[BEGIN TEXT TO READ]
Re: [patch] mm, thp: add new background defrag option

From: Michal Hocko
Date: Thu Jan 05 2017 - 05:36:14 EST


On Thu 05-01-17 10:13:30, Mel Gorman wrote:
> On Wed, Jan 04, 2017 at 03:41:59PM -0800, David Rientjes wrote:
> > There is no thp defrag option that currently allows MADV_HUGEPAGE regions
> > to do direct compaction and reclaim while all other thp allocations simply
> > trigger kswapd and kcompactd in the background and fail immediately.
> >
> > The "defer" setting simply triggers background reclaim and compaction for
> > all regions, regardless of MADV_HUGEPAGE, which makes it unusable for our
> > userspace where MADV_HUGEPAGE is being used to indicate the application is
> > willing to wait for work for thp memory to be available.
> >
> > The "madvise" setting will do direct compaction and reclaim for these
> > MADV_HUGEPAGE regions, but does not trigger kswapd and kcompactd in the
> > background for anybody else.
> >
> > For reasonable usage, there needs to be a mesh between the two options.
> > This patch introduces a fifth mode, "background", that will do direct
> > reclaim and compaction for MADV_HUGEPAGE regions and trigger background
> > reclaim and compaction for everybody else so that hugepages may be
> > available in the near future.
> >
> > A proposal to allow direct reclaim and compaction for MADV_HUGEPAGE
> > regions as part of the "defer" mode, making it a very powerful setting and
> > avoids breaking userspace, was offered:
> > http://marc.info/?t=148236612700003. This additional mode is a
> > compromise.
> >
> > This patch also cleans up the helper function for storing to "enabled"
> > and "defrag" since the former supports three modes while the latter
> > supports five and triple_flag_store() was getting unnecessarily messy.
> >
> > Signed-off-by: David Rientjes <rientjes@xxxxxxxxxx>
> > ---
> > I don't understand Mel's suggestion of "defer-fault" as option naming.
> >
>
> defer-fault was intended to reflect "defer faults but not anything else"
> with the only sensible alternative being madvise requests. While not a
> major fan of the background name, I don't have a better suggestion either
> other than defer-fault.
>
> There are likely to be objections based on how this should be specified
> and investigating alternative proposals such as fine-grained control of
> how background compaction should be done but I hadn't proposed them and
> hadn't intended to work on such patches. This patch appears to give the
> semantics you want and I said I would ack such a configuration option so;

Yes, I would really like to see that we have exhausted all the proposed
options before we go with a new tunable value. I personally do not have
strong objection to this patch as long as all other options are
considered not viable. The naming is really confusing because defer and
background sonds just too similar and background suggests that no
expensive operation will happen in the direct (fault) context. From that
POV, Mel's defer-fault was more clear to me. I would even like to see
madvise in the name. Something like madvise-with-defer?
--
Michal Hocko
SUSE Labs
[END TEXT TO READ]
[BEGIN DATASET ROWS]
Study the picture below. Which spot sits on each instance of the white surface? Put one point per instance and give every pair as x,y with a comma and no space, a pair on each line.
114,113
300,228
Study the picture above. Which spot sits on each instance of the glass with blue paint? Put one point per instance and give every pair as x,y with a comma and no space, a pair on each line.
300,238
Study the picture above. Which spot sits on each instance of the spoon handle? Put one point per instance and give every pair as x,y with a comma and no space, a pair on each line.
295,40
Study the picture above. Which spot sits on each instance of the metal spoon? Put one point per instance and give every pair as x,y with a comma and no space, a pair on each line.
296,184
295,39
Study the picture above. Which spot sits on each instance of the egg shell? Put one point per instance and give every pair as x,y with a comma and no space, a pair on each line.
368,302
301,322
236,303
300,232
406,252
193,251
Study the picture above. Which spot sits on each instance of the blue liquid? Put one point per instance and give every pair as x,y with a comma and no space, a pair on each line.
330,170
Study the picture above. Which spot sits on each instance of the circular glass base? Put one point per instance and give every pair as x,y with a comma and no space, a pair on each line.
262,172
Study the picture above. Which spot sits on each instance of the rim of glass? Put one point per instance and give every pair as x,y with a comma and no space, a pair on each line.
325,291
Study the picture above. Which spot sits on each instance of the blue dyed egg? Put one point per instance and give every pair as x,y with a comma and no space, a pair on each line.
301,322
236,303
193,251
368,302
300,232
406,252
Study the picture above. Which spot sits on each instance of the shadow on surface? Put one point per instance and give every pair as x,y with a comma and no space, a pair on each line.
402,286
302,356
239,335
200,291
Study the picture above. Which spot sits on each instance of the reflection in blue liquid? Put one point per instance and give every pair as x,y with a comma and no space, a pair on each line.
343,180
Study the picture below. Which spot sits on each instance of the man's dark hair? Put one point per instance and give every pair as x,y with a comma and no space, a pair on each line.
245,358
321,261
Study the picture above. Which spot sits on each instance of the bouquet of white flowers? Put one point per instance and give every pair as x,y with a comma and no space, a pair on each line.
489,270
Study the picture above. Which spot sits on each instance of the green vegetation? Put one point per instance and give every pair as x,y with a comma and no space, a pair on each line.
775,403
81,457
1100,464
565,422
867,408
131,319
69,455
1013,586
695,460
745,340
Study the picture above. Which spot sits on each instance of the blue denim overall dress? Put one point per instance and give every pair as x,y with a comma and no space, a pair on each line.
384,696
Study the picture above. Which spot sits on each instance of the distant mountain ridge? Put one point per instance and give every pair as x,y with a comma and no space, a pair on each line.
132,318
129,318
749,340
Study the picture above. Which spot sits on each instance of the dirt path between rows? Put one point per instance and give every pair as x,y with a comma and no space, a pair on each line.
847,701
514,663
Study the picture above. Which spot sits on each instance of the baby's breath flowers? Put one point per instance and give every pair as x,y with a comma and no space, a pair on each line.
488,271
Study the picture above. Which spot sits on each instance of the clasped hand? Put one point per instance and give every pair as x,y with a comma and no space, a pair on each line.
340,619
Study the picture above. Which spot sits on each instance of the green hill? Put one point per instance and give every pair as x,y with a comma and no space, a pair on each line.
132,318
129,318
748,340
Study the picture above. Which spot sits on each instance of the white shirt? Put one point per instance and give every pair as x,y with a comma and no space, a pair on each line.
[END DATASET ROWS]
List every name that the patch thread above uses or proposes for a thp defrag mode.

* OUTPUT FOR THIS TASK *
defer, madvise, background, defer-fault, madvise-with-defer